• [INSTRUCTIONS FOR THE TASK]: Please report every line of the listing below that has the word "black" in it.
= = =
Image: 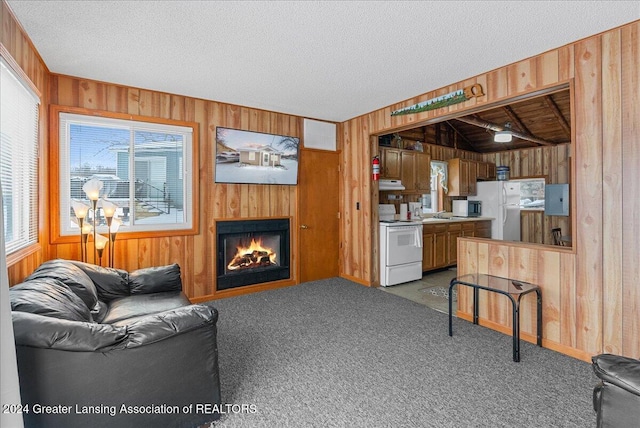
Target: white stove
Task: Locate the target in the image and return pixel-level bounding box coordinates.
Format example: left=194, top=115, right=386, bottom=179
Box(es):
left=379, top=205, right=423, bottom=287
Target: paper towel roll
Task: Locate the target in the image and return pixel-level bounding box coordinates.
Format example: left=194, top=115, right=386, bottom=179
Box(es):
left=399, top=203, right=408, bottom=220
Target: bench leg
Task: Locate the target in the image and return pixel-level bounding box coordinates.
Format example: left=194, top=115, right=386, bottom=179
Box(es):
left=510, top=296, right=520, bottom=362
left=448, top=281, right=456, bottom=336
left=536, top=290, right=542, bottom=347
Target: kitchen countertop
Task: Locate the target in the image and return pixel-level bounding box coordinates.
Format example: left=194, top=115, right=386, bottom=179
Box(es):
left=385, top=216, right=494, bottom=225
left=419, top=216, right=494, bottom=225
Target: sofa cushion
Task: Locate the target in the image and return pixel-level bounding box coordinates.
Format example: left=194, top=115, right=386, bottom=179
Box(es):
left=68, top=260, right=130, bottom=302
left=26, top=259, right=98, bottom=309
left=102, top=291, right=191, bottom=324
left=129, top=263, right=182, bottom=295
left=10, top=278, right=92, bottom=322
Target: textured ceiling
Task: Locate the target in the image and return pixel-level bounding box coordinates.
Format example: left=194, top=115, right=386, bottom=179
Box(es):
left=7, top=1, right=639, bottom=122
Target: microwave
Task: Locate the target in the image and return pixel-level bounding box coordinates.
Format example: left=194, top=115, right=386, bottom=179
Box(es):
left=452, top=200, right=481, bottom=217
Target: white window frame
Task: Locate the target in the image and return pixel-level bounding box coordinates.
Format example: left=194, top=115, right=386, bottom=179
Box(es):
left=54, top=107, right=198, bottom=239
left=1, top=54, right=40, bottom=256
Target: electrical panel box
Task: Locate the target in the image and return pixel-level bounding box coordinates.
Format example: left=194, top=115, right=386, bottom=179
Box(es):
left=545, top=184, right=569, bottom=216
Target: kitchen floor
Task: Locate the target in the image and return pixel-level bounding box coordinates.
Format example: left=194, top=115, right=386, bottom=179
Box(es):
left=380, top=267, right=459, bottom=314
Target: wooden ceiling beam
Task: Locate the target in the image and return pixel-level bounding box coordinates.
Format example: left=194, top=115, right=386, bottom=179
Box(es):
left=444, top=120, right=477, bottom=151
left=501, top=106, right=533, bottom=135
left=454, top=116, right=556, bottom=146
left=544, top=95, right=572, bottom=139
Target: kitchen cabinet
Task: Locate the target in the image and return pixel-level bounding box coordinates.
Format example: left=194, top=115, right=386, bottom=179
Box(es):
left=476, top=161, right=496, bottom=181
left=422, top=224, right=448, bottom=271
left=401, top=151, right=431, bottom=193
left=422, top=231, right=435, bottom=271
left=434, top=230, right=447, bottom=268
left=448, top=158, right=476, bottom=196
left=475, top=220, right=491, bottom=238
left=448, top=159, right=496, bottom=196
left=422, top=220, right=493, bottom=272
left=380, top=147, right=401, bottom=179
left=446, top=223, right=462, bottom=265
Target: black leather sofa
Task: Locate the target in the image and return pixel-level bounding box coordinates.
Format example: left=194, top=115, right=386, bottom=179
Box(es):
left=10, top=259, right=221, bottom=428
left=592, top=353, right=640, bottom=428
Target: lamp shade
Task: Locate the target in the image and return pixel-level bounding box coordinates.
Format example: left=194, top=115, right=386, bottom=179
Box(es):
left=94, top=234, right=108, bottom=250
left=110, top=217, right=122, bottom=234
left=81, top=223, right=93, bottom=235
left=71, top=200, right=89, bottom=219
left=101, top=199, right=117, bottom=218
left=494, top=122, right=513, bottom=143
left=494, top=130, right=513, bottom=143
left=82, top=178, right=103, bottom=201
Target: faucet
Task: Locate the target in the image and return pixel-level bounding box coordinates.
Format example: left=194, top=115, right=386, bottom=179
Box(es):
left=433, top=210, right=446, bottom=219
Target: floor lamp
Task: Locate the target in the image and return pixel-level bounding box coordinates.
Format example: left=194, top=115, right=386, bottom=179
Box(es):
left=72, top=178, right=120, bottom=267
left=71, top=200, right=89, bottom=262
left=82, top=178, right=102, bottom=264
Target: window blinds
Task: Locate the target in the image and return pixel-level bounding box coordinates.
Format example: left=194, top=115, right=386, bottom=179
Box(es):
left=0, top=57, right=40, bottom=254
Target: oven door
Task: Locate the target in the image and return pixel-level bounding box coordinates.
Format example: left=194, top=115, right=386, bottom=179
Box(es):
left=385, top=225, right=423, bottom=266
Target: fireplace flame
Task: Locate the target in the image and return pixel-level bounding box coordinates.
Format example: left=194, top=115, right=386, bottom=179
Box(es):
left=227, top=238, right=277, bottom=271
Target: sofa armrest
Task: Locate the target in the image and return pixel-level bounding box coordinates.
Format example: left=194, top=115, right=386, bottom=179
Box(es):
left=12, top=311, right=127, bottom=351
left=592, top=354, right=640, bottom=397
left=119, top=304, right=218, bottom=349
left=128, top=263, right=182, bottom=295
left=15, top=305, right=221, bottom=428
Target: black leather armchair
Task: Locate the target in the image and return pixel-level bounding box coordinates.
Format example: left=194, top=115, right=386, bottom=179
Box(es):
left=592, top=353, right=640, bottom=428
left=10, top=259, right=221, bottom=428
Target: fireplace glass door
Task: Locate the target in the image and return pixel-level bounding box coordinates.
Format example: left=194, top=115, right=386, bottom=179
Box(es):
left=216, top=218, right=290, bottom=290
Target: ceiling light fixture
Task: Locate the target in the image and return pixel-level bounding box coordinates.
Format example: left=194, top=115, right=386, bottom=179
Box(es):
left=494, top=122, right=513, bottom=143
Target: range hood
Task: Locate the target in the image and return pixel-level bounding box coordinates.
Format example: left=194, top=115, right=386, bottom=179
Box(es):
left=379, top=179, right=405, bottom=191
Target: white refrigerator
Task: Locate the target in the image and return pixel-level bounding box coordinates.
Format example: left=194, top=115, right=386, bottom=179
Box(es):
left=469, top=181, right=521, bottom=241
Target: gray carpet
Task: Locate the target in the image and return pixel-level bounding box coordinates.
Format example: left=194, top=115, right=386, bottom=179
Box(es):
left=203, top=277, right=596, bottom=427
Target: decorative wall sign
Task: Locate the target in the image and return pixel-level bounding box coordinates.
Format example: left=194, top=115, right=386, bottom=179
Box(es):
left=391, top=84, right=485, bottom=116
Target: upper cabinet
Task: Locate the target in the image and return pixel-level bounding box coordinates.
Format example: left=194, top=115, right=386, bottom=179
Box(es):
left=448, top=158, right=495, bottom=196
left=401, top=151, right=431, bottom=193
left=379, top=147, right=431, bottom=193
left=379, top=147, right=401, bottom=179
left=448, top=158, right=475, bottom=196
left=476, top=161, right=496, bottom=181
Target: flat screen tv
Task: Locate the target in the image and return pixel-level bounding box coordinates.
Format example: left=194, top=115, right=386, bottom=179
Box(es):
left=215, top=127, right=300, bottom=185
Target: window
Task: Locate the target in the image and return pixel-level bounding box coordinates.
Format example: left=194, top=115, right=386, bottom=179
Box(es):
left=1, top=56, right=40, bottom=255
left=429, top=161, right=448, bottom=213
left=53, top=107, right=198, bottom=238
left=513, top=178, right=546, bottom=210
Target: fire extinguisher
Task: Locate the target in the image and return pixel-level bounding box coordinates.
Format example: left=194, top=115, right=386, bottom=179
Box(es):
left=372, top=155, right=380, bottom=181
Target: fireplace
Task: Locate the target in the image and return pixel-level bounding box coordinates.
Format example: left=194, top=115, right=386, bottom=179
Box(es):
left=216, top=218, right=290, bottom=290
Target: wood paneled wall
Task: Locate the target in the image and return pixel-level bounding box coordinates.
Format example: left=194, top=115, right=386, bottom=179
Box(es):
left=47, top=75, right=301, bottom=299
left=340, top=21, right=640, bottom=359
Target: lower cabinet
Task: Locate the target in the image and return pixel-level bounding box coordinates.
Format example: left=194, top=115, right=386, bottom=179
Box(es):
left=422, top=224, right=447, bottom=271
left=422, top=220, right=492, bottom=272
left=422, top=232, right=435, bottom=271
left=446, top=223, right=462, bottom=266
left=475, top=220, right=491, bottom=238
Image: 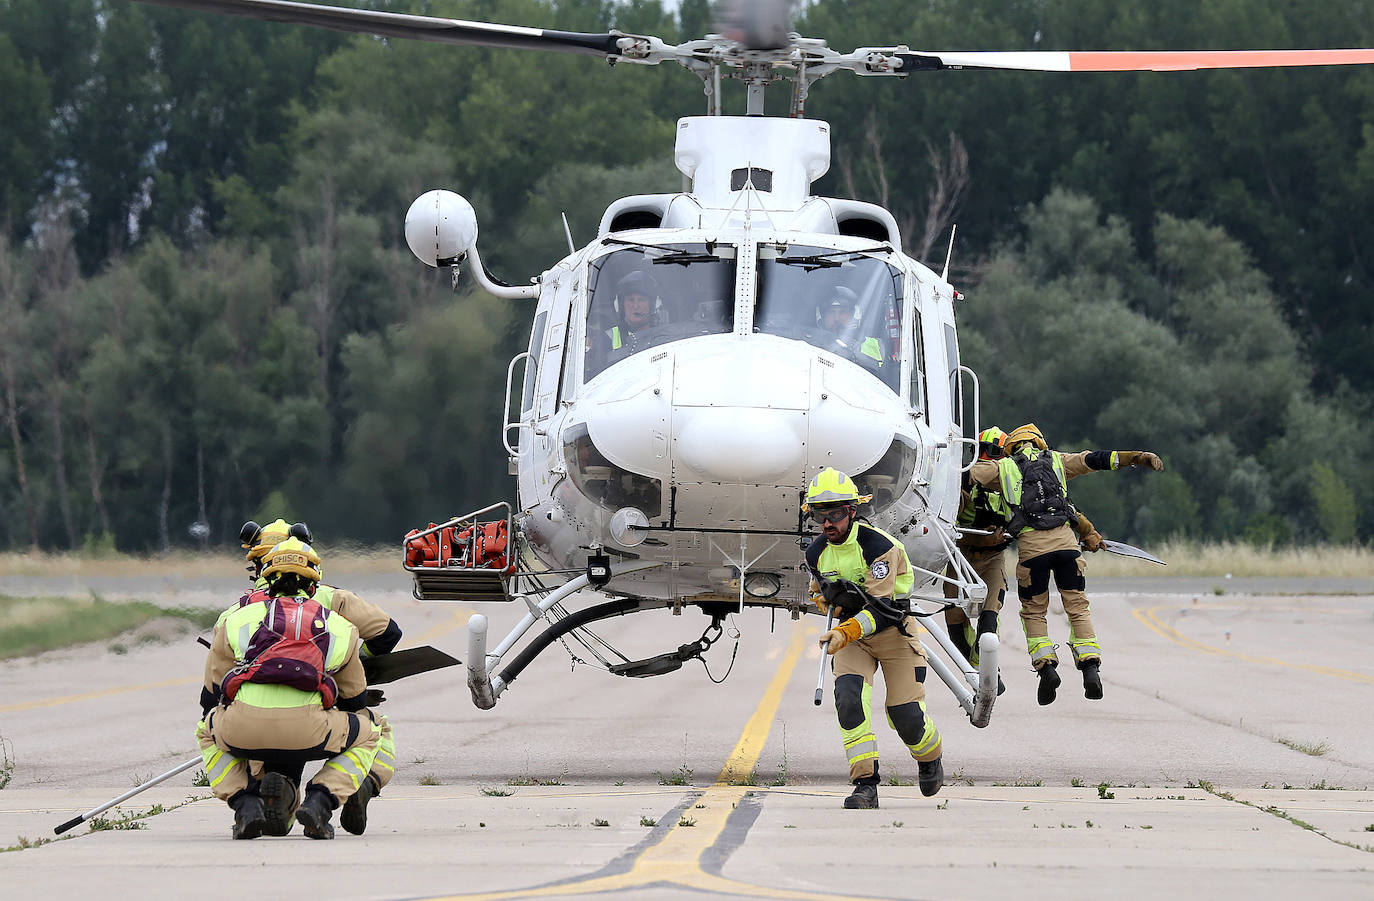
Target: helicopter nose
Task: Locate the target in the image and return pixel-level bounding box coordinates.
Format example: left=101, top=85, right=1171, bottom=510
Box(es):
= = =
• [WRITTEN SOLUTION]:
Target: black leather sofa
Target: black leather armchair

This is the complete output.